#### [DOCUMENT SECTION]
= Bill Espie =

Australian police officer (1935–2011)

William Leonard Espie (25 June 1935 – 22 September 2011) was the highest ranking Aboriginal person to serve on any Australian police force; he was, at one point the Chief Inspector in the NSW Police Force. He is remembered as a "Centralian hero".

== Early life ==

Espie was born in Alice Springs, one of several children of Edith Espie, an Arrernte woman, and Victor Cook, who soon left to "start a new - white - family down south". His family home is described as a good one and that his mother did their best for them; his mother Edith was always helping other people in the community and often took foster children in to their home.

In his early teens Espie came into contact with Anglican priest, Father Percy Smith, who arranged for him, and a number of other Aboriginal boys to go to St Francis House in Adelaide alongside the now prominent names of Charles Perkins, Gordon Briscoe and Brian Butler. This was supported by his mother, who wanted her children to have a better chance at life.

In 1955 Espie joined the Australian Army, as a saper in the engineers and, later, was appointed a field engineer before leaving in 1961.

#### [EXERCISE DIRECTIONS]
Copy the part of the Bill Espie biography starting with "Australian police officer" and going on through "to their home.", word for word.

#### [PROVIDED DATA]

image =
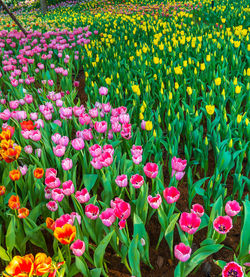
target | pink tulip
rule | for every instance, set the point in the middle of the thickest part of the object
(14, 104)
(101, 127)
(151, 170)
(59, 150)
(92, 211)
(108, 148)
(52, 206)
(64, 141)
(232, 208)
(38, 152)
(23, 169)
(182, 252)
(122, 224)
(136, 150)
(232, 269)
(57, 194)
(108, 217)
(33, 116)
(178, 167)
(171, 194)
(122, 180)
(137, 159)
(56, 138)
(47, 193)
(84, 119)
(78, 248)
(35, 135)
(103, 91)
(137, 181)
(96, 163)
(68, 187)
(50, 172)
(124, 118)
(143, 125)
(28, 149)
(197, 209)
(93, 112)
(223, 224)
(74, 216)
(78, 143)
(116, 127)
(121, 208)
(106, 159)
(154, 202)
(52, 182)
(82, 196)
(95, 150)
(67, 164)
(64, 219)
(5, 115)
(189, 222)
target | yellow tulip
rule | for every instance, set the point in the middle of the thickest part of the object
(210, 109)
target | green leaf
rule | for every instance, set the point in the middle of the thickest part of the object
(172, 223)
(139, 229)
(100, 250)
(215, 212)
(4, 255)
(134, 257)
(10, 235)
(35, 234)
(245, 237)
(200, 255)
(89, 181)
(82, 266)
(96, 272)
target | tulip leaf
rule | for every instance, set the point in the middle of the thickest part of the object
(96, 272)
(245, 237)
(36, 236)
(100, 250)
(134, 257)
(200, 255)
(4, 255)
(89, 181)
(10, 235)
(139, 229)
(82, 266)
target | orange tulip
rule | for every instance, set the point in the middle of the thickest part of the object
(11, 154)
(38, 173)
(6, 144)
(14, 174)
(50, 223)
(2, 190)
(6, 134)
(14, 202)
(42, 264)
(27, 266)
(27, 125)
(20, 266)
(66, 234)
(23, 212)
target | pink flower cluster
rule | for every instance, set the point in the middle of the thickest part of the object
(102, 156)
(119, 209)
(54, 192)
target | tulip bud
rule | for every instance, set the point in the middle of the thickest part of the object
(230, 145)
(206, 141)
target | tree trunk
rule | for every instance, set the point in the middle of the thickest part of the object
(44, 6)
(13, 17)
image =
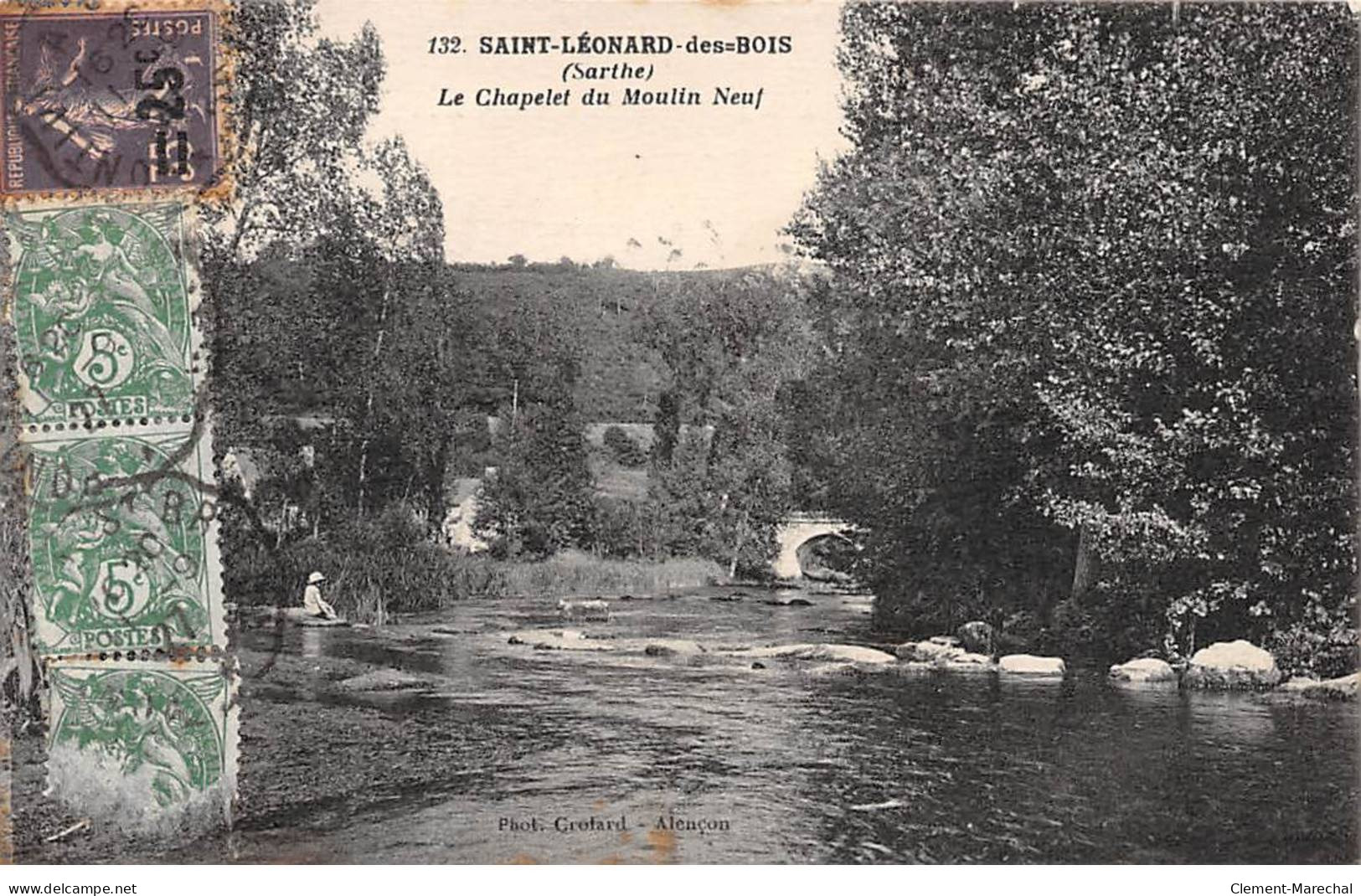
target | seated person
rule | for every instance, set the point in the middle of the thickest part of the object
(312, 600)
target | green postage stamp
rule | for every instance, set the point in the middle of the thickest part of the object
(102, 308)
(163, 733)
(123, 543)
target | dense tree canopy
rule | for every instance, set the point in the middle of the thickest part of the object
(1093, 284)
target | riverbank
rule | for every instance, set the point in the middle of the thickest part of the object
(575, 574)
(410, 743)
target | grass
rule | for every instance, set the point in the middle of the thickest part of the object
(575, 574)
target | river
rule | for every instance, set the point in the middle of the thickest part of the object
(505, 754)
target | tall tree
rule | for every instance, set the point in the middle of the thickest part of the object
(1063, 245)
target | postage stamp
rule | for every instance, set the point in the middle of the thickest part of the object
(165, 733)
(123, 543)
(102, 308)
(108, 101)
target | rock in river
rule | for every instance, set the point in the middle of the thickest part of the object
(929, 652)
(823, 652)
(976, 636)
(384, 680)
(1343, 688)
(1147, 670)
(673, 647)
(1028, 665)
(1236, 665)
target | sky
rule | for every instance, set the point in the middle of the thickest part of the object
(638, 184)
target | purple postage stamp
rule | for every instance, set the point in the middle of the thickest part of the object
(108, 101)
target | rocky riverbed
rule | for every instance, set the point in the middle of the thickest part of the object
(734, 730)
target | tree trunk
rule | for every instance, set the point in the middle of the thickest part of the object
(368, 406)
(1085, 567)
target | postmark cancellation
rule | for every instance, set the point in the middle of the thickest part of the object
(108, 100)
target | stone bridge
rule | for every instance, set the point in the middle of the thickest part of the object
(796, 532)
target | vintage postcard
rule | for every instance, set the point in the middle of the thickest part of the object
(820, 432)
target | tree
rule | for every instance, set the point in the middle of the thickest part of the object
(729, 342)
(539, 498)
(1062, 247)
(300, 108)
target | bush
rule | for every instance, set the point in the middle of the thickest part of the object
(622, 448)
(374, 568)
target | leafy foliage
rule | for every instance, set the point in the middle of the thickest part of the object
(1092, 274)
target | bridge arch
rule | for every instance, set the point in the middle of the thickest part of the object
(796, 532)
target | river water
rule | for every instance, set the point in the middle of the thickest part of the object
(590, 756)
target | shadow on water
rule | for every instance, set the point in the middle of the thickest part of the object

#### [RESULT FOR THIS EXERCISE]
Australian police officer (1935–2011)

William Leonard Espie (25 June 1935 – 22 September 2011) was the highest ranking Aboriginal person to serve on any Australian police force; he was, at one point the Chief Inspector in the NSW Police Force. He is remembered as a "Centralian hero".

== Early life ==

Espie was born in Alice Springs, one of several children of Edith Espie, an Arrernte woman, and Victor Cook, who soon left to "start a new - white - family down south". His family home is described as a good one and that his mother did their best for them; his mother Edith was always helping other people in the community and often took foster children in to their home.